Records drawn from a dataset:
══════

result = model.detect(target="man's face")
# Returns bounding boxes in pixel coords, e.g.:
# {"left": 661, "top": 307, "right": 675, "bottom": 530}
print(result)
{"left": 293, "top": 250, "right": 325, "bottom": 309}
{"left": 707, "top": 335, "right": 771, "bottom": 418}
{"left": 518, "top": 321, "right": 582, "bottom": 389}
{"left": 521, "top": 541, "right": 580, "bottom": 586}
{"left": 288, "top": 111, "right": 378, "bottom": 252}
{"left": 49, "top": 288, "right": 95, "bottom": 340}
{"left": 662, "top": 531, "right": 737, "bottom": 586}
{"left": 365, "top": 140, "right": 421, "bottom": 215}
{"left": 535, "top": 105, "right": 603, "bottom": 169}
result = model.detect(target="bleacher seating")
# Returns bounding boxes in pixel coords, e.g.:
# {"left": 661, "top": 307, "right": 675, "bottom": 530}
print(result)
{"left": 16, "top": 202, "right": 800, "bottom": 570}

══════

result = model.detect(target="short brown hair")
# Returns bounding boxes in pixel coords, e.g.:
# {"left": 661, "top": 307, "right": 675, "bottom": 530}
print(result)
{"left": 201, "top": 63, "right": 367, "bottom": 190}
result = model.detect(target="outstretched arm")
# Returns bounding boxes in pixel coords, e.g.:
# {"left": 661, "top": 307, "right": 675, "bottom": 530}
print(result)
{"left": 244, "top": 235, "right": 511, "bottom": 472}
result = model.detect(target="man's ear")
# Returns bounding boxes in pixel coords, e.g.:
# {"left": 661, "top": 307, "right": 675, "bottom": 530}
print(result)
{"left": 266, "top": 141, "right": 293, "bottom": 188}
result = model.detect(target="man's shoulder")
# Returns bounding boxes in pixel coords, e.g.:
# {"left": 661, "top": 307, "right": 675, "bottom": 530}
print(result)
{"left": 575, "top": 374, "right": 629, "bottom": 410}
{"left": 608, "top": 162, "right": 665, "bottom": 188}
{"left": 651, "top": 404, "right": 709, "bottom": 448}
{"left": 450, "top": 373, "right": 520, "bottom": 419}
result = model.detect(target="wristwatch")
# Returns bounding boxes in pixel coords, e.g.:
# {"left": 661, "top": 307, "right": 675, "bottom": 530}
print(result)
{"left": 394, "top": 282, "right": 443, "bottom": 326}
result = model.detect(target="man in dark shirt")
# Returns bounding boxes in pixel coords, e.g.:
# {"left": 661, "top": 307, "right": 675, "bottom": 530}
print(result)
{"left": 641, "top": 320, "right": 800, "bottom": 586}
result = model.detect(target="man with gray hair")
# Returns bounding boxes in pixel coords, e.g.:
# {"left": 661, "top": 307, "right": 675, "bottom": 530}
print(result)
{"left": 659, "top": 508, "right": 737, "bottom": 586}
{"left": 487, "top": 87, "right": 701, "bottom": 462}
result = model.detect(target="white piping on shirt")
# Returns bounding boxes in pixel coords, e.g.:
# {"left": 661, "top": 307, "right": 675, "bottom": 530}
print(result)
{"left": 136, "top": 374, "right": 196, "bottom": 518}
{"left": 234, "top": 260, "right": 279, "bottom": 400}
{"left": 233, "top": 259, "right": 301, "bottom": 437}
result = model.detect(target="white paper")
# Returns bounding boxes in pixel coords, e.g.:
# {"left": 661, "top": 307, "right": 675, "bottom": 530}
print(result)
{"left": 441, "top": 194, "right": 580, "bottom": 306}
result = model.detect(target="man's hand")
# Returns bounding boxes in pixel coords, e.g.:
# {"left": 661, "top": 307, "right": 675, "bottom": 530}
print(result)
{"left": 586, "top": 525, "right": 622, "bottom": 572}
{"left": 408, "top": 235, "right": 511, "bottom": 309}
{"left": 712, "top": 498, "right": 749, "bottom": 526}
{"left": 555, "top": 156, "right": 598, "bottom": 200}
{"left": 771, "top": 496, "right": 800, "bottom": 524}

══════

YOUR ASSIGNMENT:
Going through the entries, return every line holding the word "shirt".

ANSWER FOR THE TASK:
result = model.detect(target="man in dark shirt")
result = model.detect(target="white piping on shirt")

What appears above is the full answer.